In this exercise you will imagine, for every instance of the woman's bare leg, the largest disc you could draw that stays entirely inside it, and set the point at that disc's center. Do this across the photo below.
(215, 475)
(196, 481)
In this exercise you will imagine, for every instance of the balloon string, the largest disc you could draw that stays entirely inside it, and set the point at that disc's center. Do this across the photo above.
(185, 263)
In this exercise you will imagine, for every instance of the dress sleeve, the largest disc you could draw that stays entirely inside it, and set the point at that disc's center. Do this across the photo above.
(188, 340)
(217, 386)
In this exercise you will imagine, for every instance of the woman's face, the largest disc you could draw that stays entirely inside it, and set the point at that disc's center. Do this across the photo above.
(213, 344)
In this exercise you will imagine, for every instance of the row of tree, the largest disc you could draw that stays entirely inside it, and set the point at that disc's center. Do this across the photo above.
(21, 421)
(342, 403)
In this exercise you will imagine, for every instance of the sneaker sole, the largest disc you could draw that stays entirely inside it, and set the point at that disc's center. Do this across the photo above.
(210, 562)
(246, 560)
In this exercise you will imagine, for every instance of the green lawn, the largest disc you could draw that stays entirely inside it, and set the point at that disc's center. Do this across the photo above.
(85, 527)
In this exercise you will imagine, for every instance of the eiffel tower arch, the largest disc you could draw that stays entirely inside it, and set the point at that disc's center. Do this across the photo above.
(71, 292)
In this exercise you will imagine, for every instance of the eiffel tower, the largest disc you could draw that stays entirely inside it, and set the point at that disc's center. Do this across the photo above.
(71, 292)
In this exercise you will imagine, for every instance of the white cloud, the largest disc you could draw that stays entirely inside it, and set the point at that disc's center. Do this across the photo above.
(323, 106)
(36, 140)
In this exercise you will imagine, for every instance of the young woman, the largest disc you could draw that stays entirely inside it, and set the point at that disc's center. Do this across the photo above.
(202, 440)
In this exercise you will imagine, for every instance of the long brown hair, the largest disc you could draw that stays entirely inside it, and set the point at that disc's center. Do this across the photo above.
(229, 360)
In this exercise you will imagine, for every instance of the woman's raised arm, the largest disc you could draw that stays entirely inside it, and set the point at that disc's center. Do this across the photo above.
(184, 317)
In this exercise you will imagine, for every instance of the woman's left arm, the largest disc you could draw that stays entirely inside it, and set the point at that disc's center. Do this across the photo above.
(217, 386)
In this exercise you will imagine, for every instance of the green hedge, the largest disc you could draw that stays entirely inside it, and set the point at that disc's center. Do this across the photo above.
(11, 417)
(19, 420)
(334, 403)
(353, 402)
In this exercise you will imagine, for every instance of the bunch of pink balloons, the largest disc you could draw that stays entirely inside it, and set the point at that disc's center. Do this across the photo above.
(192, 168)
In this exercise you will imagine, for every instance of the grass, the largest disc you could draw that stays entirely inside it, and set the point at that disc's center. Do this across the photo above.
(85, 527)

# To be done
Please change "green hedge" to "boxwood hedge" in the items above, from the line containing "of the young" through the end of the items, and give those lines again with everything else unchanged.

# Answer to this problem
In this exercise you will imagine, for every instance of the young woman, the largest disc you could draw that stays entirely inside it, and set the point at that disc's center. Do this across the photo above.
(202, 440)
In this exercise you will imagine, for every instance of the long brown hair, the largest disc you could draw that stays entirely inside it, and set the point at that disc's center. Do this across the photo above.
(229, 360)
In this exercise you will imagine, for every instance of the woman's raised arm, the largest disc you could draw that stays entirely inside it, and set the point at that disc's center. Do this across the photo above.
(184, 317)
In this exercise you will imagine, for every instance of the woman's left arm, the largest disc you could draw that stays entirely inside it, and set the point at that disc's center. Do this across the photo above.
(217, 386)
In this exercise you will imagine, for every instance of the boxwood hedge, the largest disc you could draw that stays entirely inside it, and set the point at that disc's center. Do this across the photo above.
(11, 417)
(19, 420)
(334, 403)
(353, 402)
In this exercise you will imagine, for every instance of the bunch of pink balloons, the largest disc you could draw that stays entirely inside it, and set the point at that disc's center. Do this across the photo above.
(192, 168)
In this exercise you will imagine, for every instance of the grass, the largest disc you could draw that stays entirely inside it, and set the point at that disc's center. Do this across the photo above.
(85, 527)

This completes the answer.